> [Text excerpt]:
----
This is a good thing.
I knew that getting Urdaisunia formatted and ready for release would be a learning curve. It ended up taking two weeks. But I've learned a few things that will hopefully cut that time down to two days with the next time. Other things, however, remain a mystery.
What I've learned:
1. Command line programs are not my friend. This was what brought me down to crashing defeat in my attempt to completely build an e-book by hand. The very last step is to compress all the different files into a zip file, using a command line zip program because there's one tiny little line of code in its own file that has to go in first and end up at the very top of the zipped file. I followed the instructions exactly, but I just couldn't get that bugger to go in right. I'd run the program, compress my files, run it through the epub validator, and keep coming back with just that one little error. And that one error, that one little 20-byte file, made the ebook unusable. Otherwise it was perfect. *sigh* So I backed up and used the very beautifully-written html and css that I came out of the process with, and learned my next lesson:
2. CSS is my friend, and I can do it. I'd been trying to learn CSS for years and could never quite grasp it, but for some reason the way it's laid out in The eBook Design and Development Guide by Paul Salvette clicked for me. Following the instructions in the guide (and applying the principles to adjust a few things, like my smallcaps, that weren't working right) I ended up with html/CSS files that converted beautifully when I did find conversion methods that worked for me. I'm proud of the formatting in my ebooks, and I hope it leads to a more pleasant reading experience for the readers. Even if the novel isn't great, at least the formatting is wonderful.
----
> [Material provided]:
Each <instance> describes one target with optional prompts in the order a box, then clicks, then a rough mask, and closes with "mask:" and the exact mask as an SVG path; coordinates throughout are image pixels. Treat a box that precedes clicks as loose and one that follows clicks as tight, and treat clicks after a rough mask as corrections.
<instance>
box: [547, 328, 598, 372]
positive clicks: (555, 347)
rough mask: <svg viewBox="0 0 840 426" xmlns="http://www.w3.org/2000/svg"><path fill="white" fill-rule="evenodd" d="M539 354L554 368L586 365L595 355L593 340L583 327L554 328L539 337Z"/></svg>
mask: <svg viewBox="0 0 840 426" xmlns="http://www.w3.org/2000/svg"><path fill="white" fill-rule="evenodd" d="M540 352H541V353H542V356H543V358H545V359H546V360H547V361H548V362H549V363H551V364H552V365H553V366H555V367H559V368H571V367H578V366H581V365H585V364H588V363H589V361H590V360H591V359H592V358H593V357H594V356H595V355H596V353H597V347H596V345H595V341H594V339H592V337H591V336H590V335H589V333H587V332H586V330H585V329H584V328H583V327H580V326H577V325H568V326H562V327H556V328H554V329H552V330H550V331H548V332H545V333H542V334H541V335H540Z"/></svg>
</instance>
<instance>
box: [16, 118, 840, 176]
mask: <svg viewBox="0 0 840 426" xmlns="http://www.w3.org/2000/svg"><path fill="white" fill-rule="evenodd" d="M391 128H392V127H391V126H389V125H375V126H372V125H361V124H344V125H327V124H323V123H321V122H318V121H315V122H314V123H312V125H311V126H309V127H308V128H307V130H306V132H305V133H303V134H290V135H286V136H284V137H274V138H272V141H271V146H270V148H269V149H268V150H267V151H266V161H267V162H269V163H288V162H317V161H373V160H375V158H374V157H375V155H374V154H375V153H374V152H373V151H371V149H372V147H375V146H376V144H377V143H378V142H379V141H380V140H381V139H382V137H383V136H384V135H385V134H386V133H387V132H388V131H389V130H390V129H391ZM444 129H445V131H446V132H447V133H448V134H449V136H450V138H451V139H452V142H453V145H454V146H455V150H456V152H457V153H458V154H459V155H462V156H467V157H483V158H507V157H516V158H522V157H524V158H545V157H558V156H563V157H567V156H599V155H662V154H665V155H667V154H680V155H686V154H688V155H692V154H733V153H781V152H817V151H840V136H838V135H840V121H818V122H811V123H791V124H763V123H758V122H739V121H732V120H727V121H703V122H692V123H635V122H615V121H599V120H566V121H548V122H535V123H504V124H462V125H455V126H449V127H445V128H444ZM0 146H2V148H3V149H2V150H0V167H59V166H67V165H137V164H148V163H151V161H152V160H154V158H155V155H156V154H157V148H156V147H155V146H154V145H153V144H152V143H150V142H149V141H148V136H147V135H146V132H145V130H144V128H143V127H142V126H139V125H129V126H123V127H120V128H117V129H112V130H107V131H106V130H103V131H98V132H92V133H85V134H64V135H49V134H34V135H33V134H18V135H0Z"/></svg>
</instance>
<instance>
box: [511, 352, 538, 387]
----
> [Problem set]:
A. Print the ebook formatting post from "I knew that" up to and including "remain a mystery.".
B. Put this sentence from the ebook formatting post into Spanish: "It ended up taking two weeks."
C. For each statement, answer yes or no according to the ebook formatting post, and quote the words that decide it. (i) Getting the book ready for release took two weeks. (ii) The error that made the ebook unusable came from a large file. (iii) The writer was able to follow the CSS in a guide by Paul Salvette.
The lines have nothing to do with the ebook formatting post.

> [Answer list]:
A.
I knew that getting Urdaisunia formatted and ready for release would be a learning curve. It ended up taking two weeks. But I've learned a few things that will hopefully cut that time down to two days with the next time. Other things, however, remain a mystery.

B. Al final llevó dos semanas.

C.
(i) Yes: "It ended up taking two weeks."
(ii) No: "that one little 20-byte file, made the ebook unusable."
(iii) Yes: "the way it's laid out in The eBook Design and Development Guide by Paul Salvette clicked for me."